> _PROBLEM REQUIREMENTS_
Return the entire listing, character for character.

=== Section Start ===

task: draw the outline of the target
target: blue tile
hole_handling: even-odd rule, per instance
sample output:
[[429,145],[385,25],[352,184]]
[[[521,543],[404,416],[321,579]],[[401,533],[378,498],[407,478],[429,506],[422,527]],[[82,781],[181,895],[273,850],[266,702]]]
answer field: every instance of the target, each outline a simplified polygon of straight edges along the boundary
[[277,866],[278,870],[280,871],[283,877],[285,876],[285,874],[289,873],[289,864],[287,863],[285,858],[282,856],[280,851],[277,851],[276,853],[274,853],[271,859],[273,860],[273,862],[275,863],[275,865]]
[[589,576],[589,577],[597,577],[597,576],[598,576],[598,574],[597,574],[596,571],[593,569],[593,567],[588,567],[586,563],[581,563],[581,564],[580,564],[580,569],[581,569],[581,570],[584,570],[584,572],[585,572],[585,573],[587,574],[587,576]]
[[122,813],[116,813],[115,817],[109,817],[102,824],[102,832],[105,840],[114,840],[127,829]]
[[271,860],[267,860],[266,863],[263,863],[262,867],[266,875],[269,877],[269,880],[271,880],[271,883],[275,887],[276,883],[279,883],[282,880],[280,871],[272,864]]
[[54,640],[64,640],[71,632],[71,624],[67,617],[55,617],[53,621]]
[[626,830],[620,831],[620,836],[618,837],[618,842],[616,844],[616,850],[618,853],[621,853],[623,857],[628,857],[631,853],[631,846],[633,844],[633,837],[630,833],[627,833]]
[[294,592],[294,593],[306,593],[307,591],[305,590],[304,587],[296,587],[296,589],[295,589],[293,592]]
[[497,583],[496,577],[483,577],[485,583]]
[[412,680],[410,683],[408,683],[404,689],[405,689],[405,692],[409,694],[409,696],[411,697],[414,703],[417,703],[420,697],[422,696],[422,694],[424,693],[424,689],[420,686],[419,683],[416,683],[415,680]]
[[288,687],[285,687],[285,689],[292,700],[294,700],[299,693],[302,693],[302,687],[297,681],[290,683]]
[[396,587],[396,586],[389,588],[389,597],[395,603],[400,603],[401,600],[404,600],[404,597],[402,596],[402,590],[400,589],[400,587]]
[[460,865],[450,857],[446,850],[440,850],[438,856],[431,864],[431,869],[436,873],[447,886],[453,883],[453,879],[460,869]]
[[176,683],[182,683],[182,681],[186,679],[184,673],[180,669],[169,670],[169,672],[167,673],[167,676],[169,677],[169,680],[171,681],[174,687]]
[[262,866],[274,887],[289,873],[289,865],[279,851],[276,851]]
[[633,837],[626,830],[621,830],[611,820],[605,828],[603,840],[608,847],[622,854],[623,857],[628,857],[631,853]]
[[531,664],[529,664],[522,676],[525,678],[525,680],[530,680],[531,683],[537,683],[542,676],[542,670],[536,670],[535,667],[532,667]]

=== Section End ===

> _OUTPUT BELOW_
task: draw the outline of the target
target: blue tile
hole_handling: even-odd rule, per instance
sample output:
[[429,145],[385,25],[352,184]]
[[[521,543],[404,416],[321,579]],[[401,533],[378,498],[407,478],[429,506],[422,527]],[[82,781],[181,895],[273,850],[266,702]]]
answer field: every instance of the target, each outline a simplified polygon of straight edges along the boundary
[[277,866],[278,870],[280,871],[283,877],[285,876],[285,874],[289,873],[289,864],[287,863],[285,858],[282,856],[280,851],[277,851],[276,853],[274,853],[271,859],[273,860],[273,862],[275,863],[275,865]]
[[589,576],[589,577],[597,577],[597,576],[598,576],[598,574],[597,574],[596,571],[593,569],[593,567],[588,567],[586,563],[581,563],[581,564],[580,564],[580,569],[581,569],[581,570],[584,570],[584,572],[585,572],[585,573],[587,574],[587,576]]
[[122,813],[116,813],[115,817],[109,817],[102,824],[102,832],[105,840],[114,840],[127,829]]
[[271,860],[267,860],[266,863],[263,863],[262,867],[266,875],[269,877],[269,880],[271,880],[271,883],[275,887],[276,883],[279,883],[282,880],[280,871],[272,864]]
[[54,640],[64,640],[71,632],[71,624],[67,617],[55,617],[53,621]]
[[626,830],[620,831],[620,836],[618,837],[618,842],[616,844],[616,850],[618,853],[621,853],[623,857],[628,857],[631,853],[631,846],[633,844],[633,837],[630,833],[627,833]]
[[294,592],[294,593],[306,593],[307,591],[305,590],[304,587],[296,587],[296,589],[295,589],[293,592]]
[[497,583],[496,577],[483,577],[485,583]]
[[412,680],[410,683],[408,683],[404,689],[405,689],[405,692],[409,694],[409,696],[411,697],[414,703],[417,703],[420,697],[422,696],[422,694],[424,693],[424,689],[420,686],[419,683],[416,683],[415,680]]
[[288,687],[285,687],[285,689],[292,700],[294,700],[299,693],[302,693],[302,687],[297,681],[290,683]]
[[396,587],[396,586],[389,588],[389,597],[395,603],[400,603],[401,600],[404,600],[404,597],[402,596],[402,590],[400,589],[400,587]]
[[460,865],[450,857],[446,850],[440,850],[438,856],[431,864],[431,869],[436,873],[447,886],[453,883],[453,879],[460,869]]
[[176,683],[182,683],[182,681],[186,679],[184,673],[180,669],[169,670],[169,672],[167,673],[167,676],[169,677],[169,680],[171,681],[174,687]]
[[262,866],[274,887],[289,873],[289,865],[279,851],[276,851]]
[[633,837],[626,830],[621,830],[611,820],[605,828],[603,840],[608,847],[622,854],[623,857],[628,857],[631,853]]
[[531,664],[529,664],[522,676],[525,678],[525,680],[530,680],[531,683],[537,683],[542,676],[542,670],[536,670],[535,667],[532,667]]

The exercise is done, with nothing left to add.